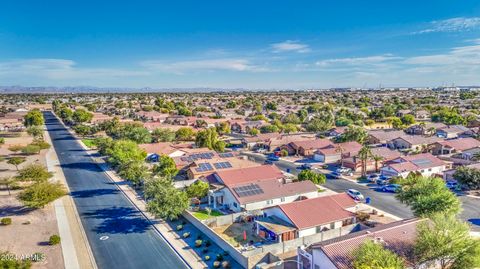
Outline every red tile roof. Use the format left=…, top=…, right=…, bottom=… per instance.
left=278, top=193, right=356, bottom=229
left=226, top=179, right=317, bottom=204
left=311, top=219, right=424, bottom=269
left=438, top=137, right=480, bottom=151
left=215, top=165, right=283, bottom=186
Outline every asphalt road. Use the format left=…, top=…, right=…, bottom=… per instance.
left=44, top=112, right=188, bottom=269
left=242, top=153, right=480, bottom=231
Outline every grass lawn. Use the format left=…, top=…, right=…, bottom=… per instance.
left=193, top=210, right=223, bottom=220
left=82, top=139, right=95, bottom=148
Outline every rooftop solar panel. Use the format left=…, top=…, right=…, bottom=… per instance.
left=233, top=184, right=263, bottom=197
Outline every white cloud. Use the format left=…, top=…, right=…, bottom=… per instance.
left=315, top=54, right=401, bottom=66
left=141, top=58, right=265, bottom=74
left=271, top=40, right=310, bottom=53
left=413, top=17, right=480, bottom=34
left=0, top=59, right=147, bottom=80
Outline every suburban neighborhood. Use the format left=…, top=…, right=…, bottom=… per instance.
left=0, top=89, right=480, bottom=269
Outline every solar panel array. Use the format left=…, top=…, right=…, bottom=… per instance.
left=180, top=152, right=214, bottom=162
left=213, top=162, right=232, bottom=169
left=233, top=184, right=263, bottom=197
left=195, top=163, right=213, bottom=172
left=411, top=159, right=432, bottom=166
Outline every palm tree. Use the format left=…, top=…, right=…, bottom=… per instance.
left=372, top=155, right=383, bottom=172
left=358, top=146, right=372, bottom=177
left=0, top=177, right=15, bottom=195
left=335, top=145, right=345, bottom=167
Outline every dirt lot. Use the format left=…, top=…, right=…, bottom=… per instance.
left=0, top=191, right=63, bottom=269
left=0, top=133, right=64, bottom=269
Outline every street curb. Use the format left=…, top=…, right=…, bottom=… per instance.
left=45, top=121, right=98, bottom=269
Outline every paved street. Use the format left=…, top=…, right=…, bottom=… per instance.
left=44, top=112, right=187, bottom=269
left=242, top=153, right=480, bottom=231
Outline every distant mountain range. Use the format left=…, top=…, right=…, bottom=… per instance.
left=0, top=86, right=480, bottom=94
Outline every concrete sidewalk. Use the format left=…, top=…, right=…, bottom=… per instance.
left=44, top=129, right=97, bottom=269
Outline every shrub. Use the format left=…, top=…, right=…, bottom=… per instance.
left=222, top=261, right=230, bottom=268
left=0, top=218, right=12, bottom=225
left=357, top=212, right=370, bottom=221
left=21, top=144, right=41, bottom=155
left=30, top=252, right=45, bottom=262
left=30, top=141, right=50, bottom=149
left=48, top=234, right=60, bottom=246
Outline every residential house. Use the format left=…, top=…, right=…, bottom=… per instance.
left=313, top=141, right=362, bottom=163
left=187, top=156, right=261, bottom=179
left=343, top=147, right=403, bottom=172
left=380, top=153, right=450, bottom=178
left=207, top=165, right=318, bottom=212
left=297, top=219, right=424, bottom=269
left=288, top=139, right=333, bottom=157
left=431, top=137, right=480, bottom=155
left=366, top=130, right=405, bottom=145
left=405, top=122, right=447, bottom=135
left=255, top=193, right=356, bottom=242
left=388, top=135, right=442, bottom=151
left=436, top=125, right=473, bottom=138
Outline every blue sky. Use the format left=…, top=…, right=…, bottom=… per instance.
left=0, top=0, right=480, bottom=89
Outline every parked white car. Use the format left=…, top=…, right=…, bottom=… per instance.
left=347, top=189, right=365, bottom=201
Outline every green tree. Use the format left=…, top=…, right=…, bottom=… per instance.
left=152, top=128, right=175, bottom=143
left=106, top=140, right=147, bottom=166
left=7, top=157, right=25, bottom=171
left=72, top=124, right=93, bottom=136
left=22, top=144, right=41, bottom=155
left=396, top=175, right=460, bottom=217
left=298, top=170, right=327, bottom=184
left=401, top=114, right=415, bottom=126
left=0, top=177, right=16, bottom=195
left=23, top=109, right=45, bottom=127
left=352, top=240, right=405, bottom=269
left=152, top=155, right=178, bottom=177
left=195, top=128, right=221, bottom=149
left=414, top=214, right=480, bottom=269
left=358, top=146, right=372, bottom=177
left=18, top=181, right=67, bottom=208
left=118, top=161, right=147, bottom=186
left=216, top=121, right=231, bottom=135
left=0, top=251, right=32, bottom=269
left=248, top=128, right=260, bottom=136
left=72, top=109, right=93, bottom=123
left=260, top=125, right=280, bottom=134
left=27, top=125, right=43, bottom=140
left=175, top=127, right=195, bottom=141
left=144, top=178, right=189, bottom=220
left=453, top=166, right=480, bottom=190
left=337, top=125, right=368, bottom=144
left=187, top=180, right=210, bottom=199
left=17, top=163, right=53, bottom=182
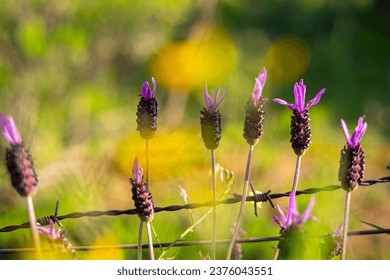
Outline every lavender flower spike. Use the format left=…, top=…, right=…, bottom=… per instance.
left=138, top=77, right=157, bottom=100
left=273, top=192, right=314, bottom=230
left=204, top=85, right=226, bottom=111
left=340, top=116, right=367, bottom=149
left=252, top=67, right=267, bottom=100
left=272, top=79, right=326, bottom=113
left=132, top=157, right=143, bottom=184
left=0, top=114, right=22, bottom=145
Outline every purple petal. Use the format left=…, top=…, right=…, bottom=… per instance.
left=204, top=85, right=213, bottom=108
left=301, top=196, right=315, bottom=224
left=272, top=216, right=283, bottom=228
left=272, top=98, right=296, bottom=111
left=252, top=67, right=267, bottom=100
left=305, top=88, right=326, bottom=110
left=276, top=204, right=287, bottom=225
left=0, top=114, right=22, bottom=145
left=132, top=157, right=143, bottom=184
left=340, top=119, right=352, bottom=147
left=294, top=79, right=306, bottom=112
left=351, top=117, right=367, bottom=148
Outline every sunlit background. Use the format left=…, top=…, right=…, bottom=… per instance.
left=0, top=0, right=390, bottom=259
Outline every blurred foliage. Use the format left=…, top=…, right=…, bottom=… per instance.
left=0, top=0, right=390, bottom=259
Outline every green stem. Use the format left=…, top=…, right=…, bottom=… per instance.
left=291, top=155, right=302, bottom=195
left=211, top=150, right=217, bottom=260
left=146, top=222, right=154, bottom=261
left=137, top=220, right=144, bottom=260
left=26, top=196, right=42, bottom=259
left=340, top=191, right=351, bottom=260
left=226, top=145, right=254, bottom=260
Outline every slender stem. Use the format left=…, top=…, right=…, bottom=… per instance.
left=145, top=139, right=150, bottom=188
left=291, top=155, right=302, bottom=195
left=137, top=220, right=144, bottom=260
left=340, top=191, right=351, bottom=260
left=226, top=145, right=254, bottom=260
left=27, top=196, right=42, bottom=259
left=158, top=208, right=213, bottom=260
left=146, top=222, right=154, bottom=261
left=211, top=150, right=217, bottom=260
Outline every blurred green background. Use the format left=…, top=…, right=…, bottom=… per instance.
left=0, top=0, right=390, bottom=259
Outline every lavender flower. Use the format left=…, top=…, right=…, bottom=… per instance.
left=130, top=158, right=154, bottom=222
left=243, top=67, right=267, bottom=145
left=137, top=78, right=158, bottom=139
left=273, top=192, right=315, bottom=260
left=339, top=117, right=367, bottom=191
left=0, top=114, right=38, bottom=196
left=273, top=192, right=314, bottom=231
left=272, top=79, right=326, bottom=155
left=200, top=86, right=226, bottom=150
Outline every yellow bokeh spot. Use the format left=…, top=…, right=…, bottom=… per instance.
left=150, top=26, right=237, bottom=91
left=265, top=35, right=309, bottom=83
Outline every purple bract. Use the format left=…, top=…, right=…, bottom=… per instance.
left=272, top=79, right=326, bottom=113
left=340, top=117, right=367, bottom=149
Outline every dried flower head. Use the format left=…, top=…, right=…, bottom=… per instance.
left=200, top=86, right=226, bottom=150
left=130, top=158, right=154, bottom=222
left=272, top=79, right=326, bottom=155
left=0, top=114, right=38, bottom=196
left=137, top=78, right=158, bottom=139
left=339, top=117, right=367, bottom=191
left=243, top=67, right=267, bottom=145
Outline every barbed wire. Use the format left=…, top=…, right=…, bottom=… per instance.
left=0, top=176, right=390, bottom=233
left=0, top=228, right=390, bottom=254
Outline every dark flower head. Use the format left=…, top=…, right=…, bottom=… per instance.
left=130, top=158, right=154, bottom=222
left=272, top=79, right=325, bottom=156
left=272, top=79, right=326, bottom=113
left=138, top=77, right=157, bottom=100
left=204, top=85, right=226, bottom=111
left=0, top=114, right=38, bottom=196
left=137, top=78, right=158, bottom=139
left=0, top=114, right=22, bottom=145
left=243, top=67, right=267, bottom=145
left=340, top=117, right=367, bottom=149
left=200, top=86, right=226, bottom=150
left=339, top=117, right=367, bottom=191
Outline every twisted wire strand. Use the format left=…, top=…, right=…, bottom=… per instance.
left=0, top=228, right=390, bottom=254
left=0, top=176, right=390, bottom=233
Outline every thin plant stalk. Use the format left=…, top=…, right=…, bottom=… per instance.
left=291, top=155, right=302, bottom=195
left=211, top=150, right=217, bottom=260
left=137, top=220, right=144, bottom=260
left=26, top=195, right=42, bottom=259
left=146, top=222, right=154, bottom=261
left=226, top=145, right=254, bottom=260
left=158, top=208, right=213, bottom=260
left=340, top=191, right=352, bottom=260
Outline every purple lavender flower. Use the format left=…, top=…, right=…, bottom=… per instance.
left=204, top=85, right=226, bottom=111
left=339, top=117, right=367, bottom=191
left=272, top=79, right=326, bottom=113
left=138, top=77, right=157, bottom=100
left=200, top=85, right=226, bottom=150
left=0, top=114, right=22, bottom=145
left=130, top=158, right=154, bottom=222
left=272, top=79, right=326, bottom=156
left=273, top=192, right=314, bottom=231
left=0, top=114, right=38, bottom=196
left=340, top=117, right=367, bottom=149
left=243, top=67, right=267, bottom=145
left=137, top=78, right=158, bottom=139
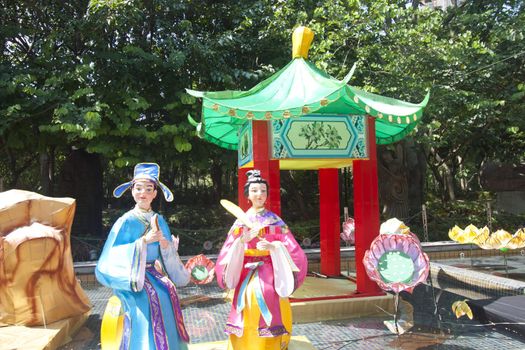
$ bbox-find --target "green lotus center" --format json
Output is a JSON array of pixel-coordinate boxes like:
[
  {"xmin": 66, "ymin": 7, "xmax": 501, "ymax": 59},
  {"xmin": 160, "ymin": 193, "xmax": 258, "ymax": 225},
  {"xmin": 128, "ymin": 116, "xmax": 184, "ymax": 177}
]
[
  {"xmin": 191, "ymin": 266, "xmax": 208, "ymax": 281},
  {"xmin": 378, "ymin": 251, "xmax": 414, "ymax": 283}
]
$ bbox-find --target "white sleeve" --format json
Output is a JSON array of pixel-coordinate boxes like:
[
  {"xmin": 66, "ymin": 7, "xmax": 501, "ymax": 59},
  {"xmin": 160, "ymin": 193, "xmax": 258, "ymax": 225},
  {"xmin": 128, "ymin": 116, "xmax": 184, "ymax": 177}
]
[
  {"xmin": 160, "ymin": 242, "xmax": 190, "ymax": 287},
  {"xmin": 223, "ymin": 237, "xmax": 244, "ymax": 289},
  {"xmin": 270, "ymin": 241, "xmax": 299, "ymax": 298}
]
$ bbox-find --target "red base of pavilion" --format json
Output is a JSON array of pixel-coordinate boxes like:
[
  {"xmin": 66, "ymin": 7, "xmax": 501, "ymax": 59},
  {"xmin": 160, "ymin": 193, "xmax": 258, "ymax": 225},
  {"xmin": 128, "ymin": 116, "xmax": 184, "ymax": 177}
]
[{"xmin": 238, "ymin": 117, "xmax": 384, "ymax": 296}]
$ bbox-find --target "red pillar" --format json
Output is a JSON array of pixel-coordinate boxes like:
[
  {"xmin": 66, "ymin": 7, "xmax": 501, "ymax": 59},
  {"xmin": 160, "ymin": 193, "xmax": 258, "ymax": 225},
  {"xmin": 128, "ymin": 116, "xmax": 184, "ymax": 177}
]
[
  {"xmin": 319, "ymin": 169, "xmax": 341, "ymax": 276},
  {"xmin": 353, "ymin": 116, "xmax": 382, "ymax": 295},
  {"xmin": 252, "ymin": 120, "xmax": 281, "ymax": 215}
]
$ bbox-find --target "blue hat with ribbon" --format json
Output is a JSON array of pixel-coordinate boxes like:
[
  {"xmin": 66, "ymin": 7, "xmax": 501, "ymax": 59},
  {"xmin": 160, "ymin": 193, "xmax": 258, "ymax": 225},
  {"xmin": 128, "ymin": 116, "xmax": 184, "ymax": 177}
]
[{"xmin": 113, "ymin": 163, "xmax": 173, "ymax": 202}]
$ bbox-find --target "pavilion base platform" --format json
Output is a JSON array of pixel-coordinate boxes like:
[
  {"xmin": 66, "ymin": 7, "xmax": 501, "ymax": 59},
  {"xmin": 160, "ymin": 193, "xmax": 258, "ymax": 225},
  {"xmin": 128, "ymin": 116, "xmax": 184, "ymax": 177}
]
[
  {"xmin": 290, "ymin": 276, "xmax": 394, "ymax": 323},
  {"xmin": 0, "ymin": 311, "xmax": 91, "ymax": 350},
  {"xmin": 189, "ymin": 335, "xmax": 316, "ymax": 350}
]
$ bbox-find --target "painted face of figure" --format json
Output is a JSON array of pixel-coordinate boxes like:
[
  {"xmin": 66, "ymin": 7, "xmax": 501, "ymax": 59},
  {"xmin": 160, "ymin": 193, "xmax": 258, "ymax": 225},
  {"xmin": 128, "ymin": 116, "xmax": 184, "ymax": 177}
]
[
  {"xmin": 248, "ymin": 183, "xmax": 268, "ymax": 209},
  {"xmin": 131, "ymin": 180, "xmax": 157, "ymax": 210}
]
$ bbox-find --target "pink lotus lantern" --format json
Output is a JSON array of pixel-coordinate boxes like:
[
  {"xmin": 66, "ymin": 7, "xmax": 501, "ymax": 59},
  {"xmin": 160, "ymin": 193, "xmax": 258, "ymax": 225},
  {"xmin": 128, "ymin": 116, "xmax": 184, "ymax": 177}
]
[
  {"xmin": 341, "ymin": 218, "xmax": 355, "ymax": 244},
  {"xmin": 363, "ymin": 219, "xmax": 430, "ymax": 294}
]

______

Return the entries verbatim from the beginning through the line containing "left=0, top=59, right=147, bottom=80", inclusive. Omit the pictures.

Result for this task -
Outline every red tile roof. Use the format left=…, top=…, right=…, bottom=… per instance.
left=278, top=193, right=356, bottom=229
left=226, top=179, right=317, bottom=204
left=311, top=219, right=424, bottom=269
left=438, top=137, right=480, bottom=151
left=215, top=165, right=283, bottom=186
Outline every asphalt road. Use the format left=…, top=…, right=…, bottom=… per instance.
left=44, top=112, right=188, bottom=269
left=242, top=153, right=480, bottom=231
Outline every grass lawn. Use the format left=…, top=…, right=…, bottom=… per instance.
left=193, top=210, right=223, bottom=220
left=82, top=139, right=95, bottom=148
Outline every rooftop solar panel. Use the format left=…, top=…, right=…, bottom=… per instance.
left=233, top=184, right=263, bottom=197
Outline every white cloud. Use the format left=…, top=…, right=…, bottom=… per instance.
left=315, top=54, right=401, bottom=66
left=141, top=58, right=265, bottom=74
left=271, top=40, right=310, bottom=53
left=413, top=17, right=480, bottom=34
left=0, top=59, right=147, bottom=80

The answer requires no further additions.